Yes I do follow you, and you're beginning to understand, however, what's described here is simply a way to trim the art back to make it symmetrical, and that's the crux of the problem. Plus....to be accurate, the warp has to be calculated from the trim/dieline and not the bleed. Imagine that you have something that has to match up across the seam of the cup. Even if you trim everything to the bleed, and get Illustrator to use the bleed size to calculate the warp, it's still off.

I need Illustrator to KEEP the bleed, but use the trim as the size to warp to.

CMYKFrustrated

I think I need to marry a computer aided drafting program with Illustrator, so that's the kind of plug in I'm looking for. I need an accurate distortion to a specific size on a complicated piece of art created with Adobe CS.

I actually think Adobe could make this happen. If I do an arc using the envelope mesh tool, I can manually distort the individual points.

I want the computer to do that accurately for me. Use the dieline as the "active" area, calculate the warp to the designated size templet, then warp the art...letting what's in the bleed and beyond go along but not be calculated in the warp area.

__Records provided__
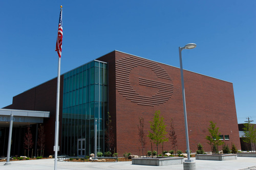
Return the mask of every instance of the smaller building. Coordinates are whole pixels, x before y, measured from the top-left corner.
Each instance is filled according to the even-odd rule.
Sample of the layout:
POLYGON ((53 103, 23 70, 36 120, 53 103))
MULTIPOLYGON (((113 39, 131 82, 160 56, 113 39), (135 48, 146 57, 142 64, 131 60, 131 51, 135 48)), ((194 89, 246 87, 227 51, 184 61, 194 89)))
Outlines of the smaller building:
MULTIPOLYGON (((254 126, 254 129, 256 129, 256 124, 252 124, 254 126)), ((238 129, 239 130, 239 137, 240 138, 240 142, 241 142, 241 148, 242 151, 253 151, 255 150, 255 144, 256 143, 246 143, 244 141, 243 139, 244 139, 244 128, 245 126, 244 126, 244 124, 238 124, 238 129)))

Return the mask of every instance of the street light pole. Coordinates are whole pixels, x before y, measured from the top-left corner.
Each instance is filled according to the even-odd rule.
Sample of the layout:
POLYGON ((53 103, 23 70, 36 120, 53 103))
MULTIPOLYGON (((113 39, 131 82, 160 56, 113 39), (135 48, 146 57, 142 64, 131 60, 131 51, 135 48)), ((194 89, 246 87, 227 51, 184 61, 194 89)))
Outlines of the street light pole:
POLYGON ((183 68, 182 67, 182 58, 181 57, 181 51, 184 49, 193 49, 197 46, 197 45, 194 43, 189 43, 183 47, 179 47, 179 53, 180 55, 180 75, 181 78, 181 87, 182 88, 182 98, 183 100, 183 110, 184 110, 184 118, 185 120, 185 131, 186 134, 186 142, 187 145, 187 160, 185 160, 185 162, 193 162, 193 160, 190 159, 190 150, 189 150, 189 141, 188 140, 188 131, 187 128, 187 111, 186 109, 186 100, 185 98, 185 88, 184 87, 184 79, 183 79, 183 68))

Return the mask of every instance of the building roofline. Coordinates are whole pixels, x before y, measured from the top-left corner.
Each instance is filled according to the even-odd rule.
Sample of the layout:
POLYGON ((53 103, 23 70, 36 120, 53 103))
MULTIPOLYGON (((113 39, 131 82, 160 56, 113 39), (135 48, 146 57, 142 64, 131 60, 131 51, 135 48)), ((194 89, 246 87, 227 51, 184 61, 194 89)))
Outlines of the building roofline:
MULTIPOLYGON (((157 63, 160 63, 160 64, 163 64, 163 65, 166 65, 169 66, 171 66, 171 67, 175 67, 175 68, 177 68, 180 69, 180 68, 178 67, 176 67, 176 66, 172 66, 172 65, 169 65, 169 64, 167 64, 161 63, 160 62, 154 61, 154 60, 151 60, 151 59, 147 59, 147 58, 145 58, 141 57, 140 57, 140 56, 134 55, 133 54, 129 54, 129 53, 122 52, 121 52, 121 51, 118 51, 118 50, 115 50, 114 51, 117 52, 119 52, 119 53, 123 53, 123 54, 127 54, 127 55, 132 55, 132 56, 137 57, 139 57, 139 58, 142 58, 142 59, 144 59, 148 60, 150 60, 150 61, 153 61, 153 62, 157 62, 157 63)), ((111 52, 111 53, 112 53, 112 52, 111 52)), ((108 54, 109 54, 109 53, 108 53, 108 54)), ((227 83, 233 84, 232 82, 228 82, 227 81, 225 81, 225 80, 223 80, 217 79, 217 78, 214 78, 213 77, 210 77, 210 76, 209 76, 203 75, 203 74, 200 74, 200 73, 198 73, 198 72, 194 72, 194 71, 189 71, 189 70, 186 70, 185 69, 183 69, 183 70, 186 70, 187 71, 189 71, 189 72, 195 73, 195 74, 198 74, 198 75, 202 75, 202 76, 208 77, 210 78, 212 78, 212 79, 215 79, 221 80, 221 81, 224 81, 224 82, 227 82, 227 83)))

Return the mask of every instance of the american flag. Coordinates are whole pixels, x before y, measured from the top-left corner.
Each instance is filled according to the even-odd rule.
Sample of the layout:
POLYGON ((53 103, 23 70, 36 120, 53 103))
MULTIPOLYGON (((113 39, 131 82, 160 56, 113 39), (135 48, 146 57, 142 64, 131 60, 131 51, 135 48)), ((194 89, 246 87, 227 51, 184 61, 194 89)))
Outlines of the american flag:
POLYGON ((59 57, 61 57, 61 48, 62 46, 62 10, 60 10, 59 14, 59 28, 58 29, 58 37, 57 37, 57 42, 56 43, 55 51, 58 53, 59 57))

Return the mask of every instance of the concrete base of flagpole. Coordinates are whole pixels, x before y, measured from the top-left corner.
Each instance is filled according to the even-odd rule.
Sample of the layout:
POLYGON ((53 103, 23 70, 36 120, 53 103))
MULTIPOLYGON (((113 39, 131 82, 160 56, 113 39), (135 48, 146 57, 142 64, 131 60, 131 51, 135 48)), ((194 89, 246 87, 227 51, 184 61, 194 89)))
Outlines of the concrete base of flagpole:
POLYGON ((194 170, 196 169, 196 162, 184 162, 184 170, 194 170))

__Problems and tasks__
1. From the post about warping cup art in Illustrator, copy out the passage that opens with the words containing "CMYKFrustrated" and closes with "with Adobe CS.".
2. In the post about warping cup art in Illustrator, which tool does the writer say allows the individual points of an arc to be distorted manually?
3. Using the post about warping cup art in Illustrator, explain why the writer says the warp must be calculated from the trim/dieline and not from the bleed.

__Expected responses__
1.
CMYKFrustrated

I think I need to marry a computer aided drafting program with Illustrator, so that's the kind of plug in I'm looking for. I need an accurate distortion to a specific size on a complicated piece of art created with Adobe CS.

2. The envelope mesh tool.

3. The warp has to be calculated from the trim/dieline to be accurate. When something has to match up across the seam of the cup, the result is still off if Illustrator uses the bleed size to calculate the warp, even with everything trimmed to the bleed.